"""

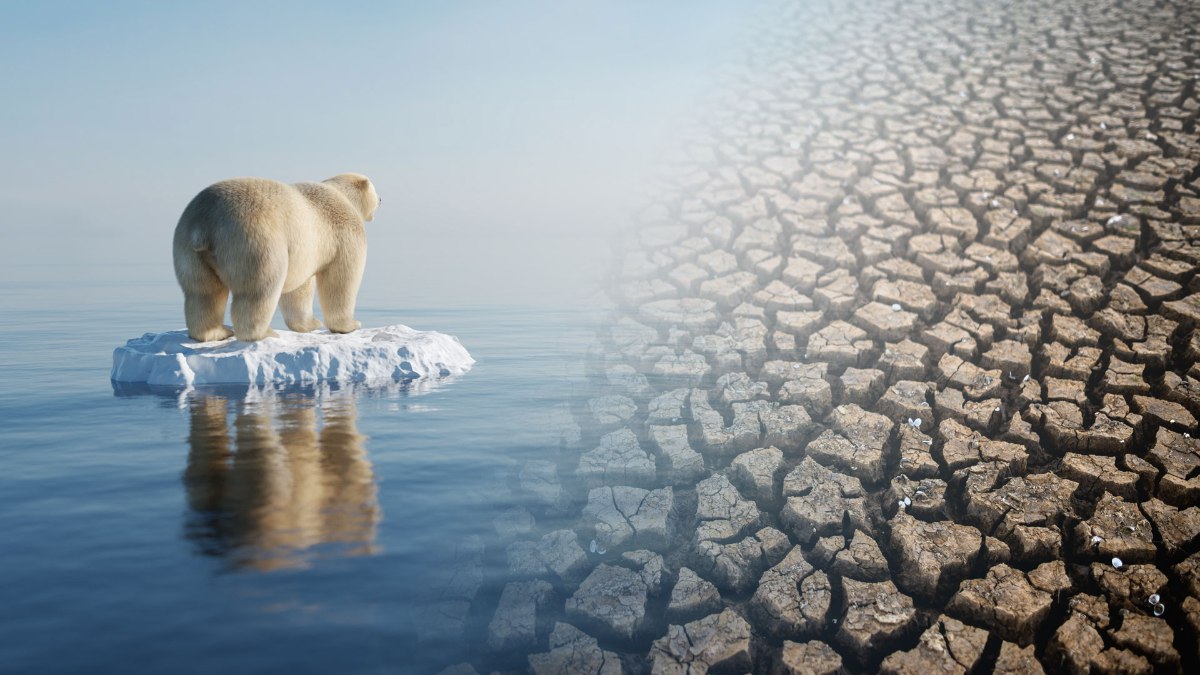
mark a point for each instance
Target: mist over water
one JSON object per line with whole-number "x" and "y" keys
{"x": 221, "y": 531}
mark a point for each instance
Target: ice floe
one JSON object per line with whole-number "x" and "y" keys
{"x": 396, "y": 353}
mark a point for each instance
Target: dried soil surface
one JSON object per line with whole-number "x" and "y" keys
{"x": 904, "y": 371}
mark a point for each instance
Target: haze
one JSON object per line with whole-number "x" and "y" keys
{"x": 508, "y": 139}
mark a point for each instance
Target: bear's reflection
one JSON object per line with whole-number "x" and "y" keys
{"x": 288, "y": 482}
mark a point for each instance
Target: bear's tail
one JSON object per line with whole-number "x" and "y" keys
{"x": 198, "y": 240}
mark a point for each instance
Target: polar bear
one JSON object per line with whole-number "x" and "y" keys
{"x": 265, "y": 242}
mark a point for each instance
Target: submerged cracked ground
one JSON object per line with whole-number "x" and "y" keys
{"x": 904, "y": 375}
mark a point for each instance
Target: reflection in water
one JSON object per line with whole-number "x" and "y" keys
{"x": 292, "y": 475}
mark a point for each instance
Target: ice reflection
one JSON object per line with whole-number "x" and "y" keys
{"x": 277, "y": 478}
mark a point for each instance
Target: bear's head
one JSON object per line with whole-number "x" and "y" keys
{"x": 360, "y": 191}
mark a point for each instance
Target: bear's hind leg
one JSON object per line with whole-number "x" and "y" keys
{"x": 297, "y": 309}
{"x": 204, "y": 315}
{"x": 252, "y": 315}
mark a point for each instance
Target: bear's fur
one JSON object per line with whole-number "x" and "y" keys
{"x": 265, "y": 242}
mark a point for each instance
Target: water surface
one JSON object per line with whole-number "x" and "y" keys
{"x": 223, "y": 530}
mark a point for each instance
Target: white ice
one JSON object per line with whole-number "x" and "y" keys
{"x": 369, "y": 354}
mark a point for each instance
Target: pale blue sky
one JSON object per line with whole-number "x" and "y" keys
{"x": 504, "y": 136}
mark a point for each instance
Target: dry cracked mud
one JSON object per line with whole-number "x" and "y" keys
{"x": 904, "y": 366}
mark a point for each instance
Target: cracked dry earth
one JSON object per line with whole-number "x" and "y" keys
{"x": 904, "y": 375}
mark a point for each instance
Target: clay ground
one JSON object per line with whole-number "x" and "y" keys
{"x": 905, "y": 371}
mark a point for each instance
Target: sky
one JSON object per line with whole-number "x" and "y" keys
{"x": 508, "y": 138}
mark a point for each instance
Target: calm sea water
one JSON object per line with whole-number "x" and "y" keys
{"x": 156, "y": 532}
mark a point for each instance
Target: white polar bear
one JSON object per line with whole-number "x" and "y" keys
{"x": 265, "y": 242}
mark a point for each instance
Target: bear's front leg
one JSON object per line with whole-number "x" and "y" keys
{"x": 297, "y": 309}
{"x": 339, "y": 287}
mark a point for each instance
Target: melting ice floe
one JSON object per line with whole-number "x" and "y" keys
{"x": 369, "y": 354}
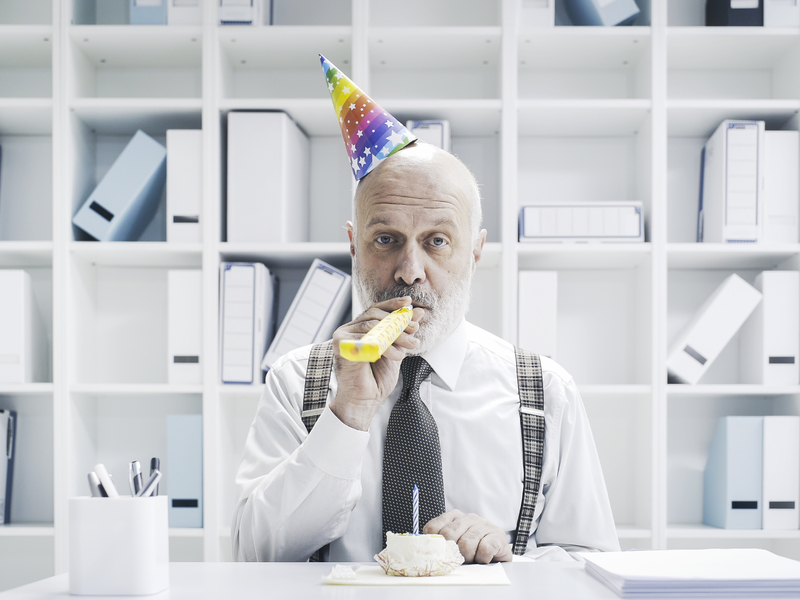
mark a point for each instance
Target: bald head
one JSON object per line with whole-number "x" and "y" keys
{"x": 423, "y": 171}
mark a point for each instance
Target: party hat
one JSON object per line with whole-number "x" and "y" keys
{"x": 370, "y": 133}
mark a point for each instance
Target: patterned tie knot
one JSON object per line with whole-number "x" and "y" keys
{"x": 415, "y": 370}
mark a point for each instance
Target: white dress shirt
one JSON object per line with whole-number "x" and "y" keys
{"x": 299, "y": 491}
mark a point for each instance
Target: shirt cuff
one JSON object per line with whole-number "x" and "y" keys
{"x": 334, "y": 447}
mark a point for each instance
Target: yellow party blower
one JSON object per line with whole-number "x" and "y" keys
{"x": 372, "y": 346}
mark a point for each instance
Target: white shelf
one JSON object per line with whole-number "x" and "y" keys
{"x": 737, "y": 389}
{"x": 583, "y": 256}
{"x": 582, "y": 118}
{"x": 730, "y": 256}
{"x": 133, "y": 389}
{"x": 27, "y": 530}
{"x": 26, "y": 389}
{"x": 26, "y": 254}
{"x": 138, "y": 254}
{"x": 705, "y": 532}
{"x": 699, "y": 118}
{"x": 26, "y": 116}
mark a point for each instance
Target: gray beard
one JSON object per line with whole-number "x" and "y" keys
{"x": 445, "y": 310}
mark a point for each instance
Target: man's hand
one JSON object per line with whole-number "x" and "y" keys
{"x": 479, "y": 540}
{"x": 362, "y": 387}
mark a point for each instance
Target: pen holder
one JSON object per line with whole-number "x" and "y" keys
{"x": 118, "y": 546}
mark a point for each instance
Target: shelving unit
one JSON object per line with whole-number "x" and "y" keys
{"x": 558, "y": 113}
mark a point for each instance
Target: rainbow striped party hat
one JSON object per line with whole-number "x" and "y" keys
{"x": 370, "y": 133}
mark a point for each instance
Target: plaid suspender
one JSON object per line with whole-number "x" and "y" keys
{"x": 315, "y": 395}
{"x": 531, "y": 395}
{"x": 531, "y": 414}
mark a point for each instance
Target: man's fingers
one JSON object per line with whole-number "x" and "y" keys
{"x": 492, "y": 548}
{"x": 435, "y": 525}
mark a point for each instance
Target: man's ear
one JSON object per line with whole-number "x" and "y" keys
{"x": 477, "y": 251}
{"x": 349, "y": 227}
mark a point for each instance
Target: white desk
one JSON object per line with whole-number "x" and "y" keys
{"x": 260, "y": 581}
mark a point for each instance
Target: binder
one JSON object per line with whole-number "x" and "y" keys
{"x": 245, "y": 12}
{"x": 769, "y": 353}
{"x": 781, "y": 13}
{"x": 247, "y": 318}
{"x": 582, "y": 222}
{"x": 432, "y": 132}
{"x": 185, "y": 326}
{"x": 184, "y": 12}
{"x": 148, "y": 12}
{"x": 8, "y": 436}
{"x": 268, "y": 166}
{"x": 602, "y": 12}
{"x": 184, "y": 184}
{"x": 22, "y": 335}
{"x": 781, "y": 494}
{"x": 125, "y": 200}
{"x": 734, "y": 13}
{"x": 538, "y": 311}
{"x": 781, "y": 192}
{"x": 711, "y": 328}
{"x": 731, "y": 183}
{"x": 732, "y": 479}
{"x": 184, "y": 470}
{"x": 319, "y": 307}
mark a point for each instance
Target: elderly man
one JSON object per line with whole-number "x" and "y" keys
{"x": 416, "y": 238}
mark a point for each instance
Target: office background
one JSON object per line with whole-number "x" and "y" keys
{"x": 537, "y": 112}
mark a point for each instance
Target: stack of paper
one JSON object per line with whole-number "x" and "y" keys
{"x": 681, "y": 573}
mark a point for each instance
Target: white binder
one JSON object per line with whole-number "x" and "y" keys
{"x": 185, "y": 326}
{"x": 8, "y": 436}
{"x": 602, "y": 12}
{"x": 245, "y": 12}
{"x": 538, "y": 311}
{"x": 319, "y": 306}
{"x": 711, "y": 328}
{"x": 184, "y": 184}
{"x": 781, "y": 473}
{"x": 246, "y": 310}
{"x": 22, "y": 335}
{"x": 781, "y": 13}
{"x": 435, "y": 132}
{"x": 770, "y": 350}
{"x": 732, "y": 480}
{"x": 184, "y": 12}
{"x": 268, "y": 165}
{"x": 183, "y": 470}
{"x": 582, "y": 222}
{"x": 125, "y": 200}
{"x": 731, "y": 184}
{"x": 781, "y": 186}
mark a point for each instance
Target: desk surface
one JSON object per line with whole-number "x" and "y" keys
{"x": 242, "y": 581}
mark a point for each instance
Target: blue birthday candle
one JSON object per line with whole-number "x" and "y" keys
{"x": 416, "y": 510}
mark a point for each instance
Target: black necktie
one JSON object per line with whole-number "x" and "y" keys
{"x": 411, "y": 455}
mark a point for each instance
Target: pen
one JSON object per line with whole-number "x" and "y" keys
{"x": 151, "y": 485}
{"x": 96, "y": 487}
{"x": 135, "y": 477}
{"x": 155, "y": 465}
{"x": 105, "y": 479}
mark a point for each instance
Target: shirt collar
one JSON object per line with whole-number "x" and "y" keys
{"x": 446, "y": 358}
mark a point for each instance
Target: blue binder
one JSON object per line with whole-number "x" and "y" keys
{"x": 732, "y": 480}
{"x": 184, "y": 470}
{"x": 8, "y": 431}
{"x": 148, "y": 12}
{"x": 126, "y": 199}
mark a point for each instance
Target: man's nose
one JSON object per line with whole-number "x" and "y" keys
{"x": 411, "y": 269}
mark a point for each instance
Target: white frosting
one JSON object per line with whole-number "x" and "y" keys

"""

Given request: Identify every line of the records that contains the word "polar", and copy each one.

Solved problem:
Target: polar bear
Target: white polar bear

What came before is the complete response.